* Description of the task: Reproduce the part of the listing that opens with the line containing "Target: u-shaped metal hook" and closes with the line containing "[(508, 615), (578, 998)]", swapping "tuples" for "pairs" and leaving everything else untouched.
** start Records supplied **
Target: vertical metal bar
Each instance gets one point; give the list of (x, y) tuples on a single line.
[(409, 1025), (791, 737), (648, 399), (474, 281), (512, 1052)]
** end Records supplied **
** start Records supplied **
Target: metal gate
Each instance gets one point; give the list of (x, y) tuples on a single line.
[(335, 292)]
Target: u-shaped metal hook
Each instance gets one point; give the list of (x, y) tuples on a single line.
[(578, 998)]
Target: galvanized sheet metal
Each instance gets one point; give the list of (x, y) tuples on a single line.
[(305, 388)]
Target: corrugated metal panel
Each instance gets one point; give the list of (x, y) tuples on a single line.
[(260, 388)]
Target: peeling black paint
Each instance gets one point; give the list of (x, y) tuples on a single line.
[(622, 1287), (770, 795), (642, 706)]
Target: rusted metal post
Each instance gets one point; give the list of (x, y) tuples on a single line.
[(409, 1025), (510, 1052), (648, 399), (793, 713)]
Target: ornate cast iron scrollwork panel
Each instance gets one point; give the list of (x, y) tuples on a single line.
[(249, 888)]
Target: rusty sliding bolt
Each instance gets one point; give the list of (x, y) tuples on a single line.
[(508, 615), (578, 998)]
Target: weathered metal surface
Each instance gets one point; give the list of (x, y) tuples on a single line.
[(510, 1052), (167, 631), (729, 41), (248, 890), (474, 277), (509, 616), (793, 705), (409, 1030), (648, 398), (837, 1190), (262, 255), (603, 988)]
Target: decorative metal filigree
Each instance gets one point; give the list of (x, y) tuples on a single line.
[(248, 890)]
** end Records supplied **
* Task result:
Target: u-shaped metal hook
Each instance gets one point; give the list of (x, y) pairs on a single line.
[(578, 998)]
Target: galvanized sheet metal
Each instance gets one point; give the list of (x, y) pairs on a single line.
[(305, 388)]
Target: corrugated metal panel
Each instance gets one point; give the list of (x, y) pairs on a single line.
[(260, 388)]
Target: peeling black paint
Each instance gets one point; give the list of (x, y) pairs on a single line.
[(622, 1287), (770, 795), (642, 706)]
Target: rusted metal post
Each instance gets one point; give the list of (x, y) pairs on a single line.
[(409, 1025), (510, 1052), (648, 399), (793, 713)]
Target: ornate cast iron scrollwork panel
Each instance gets one point; give the list of (x, y) pairs on a single line.
[(249, 888)]
Target: rusty sliding bolt
Each instance gets one point; give the list of (x, y) pairs on a single line.
[(508, 615), (578, 998)]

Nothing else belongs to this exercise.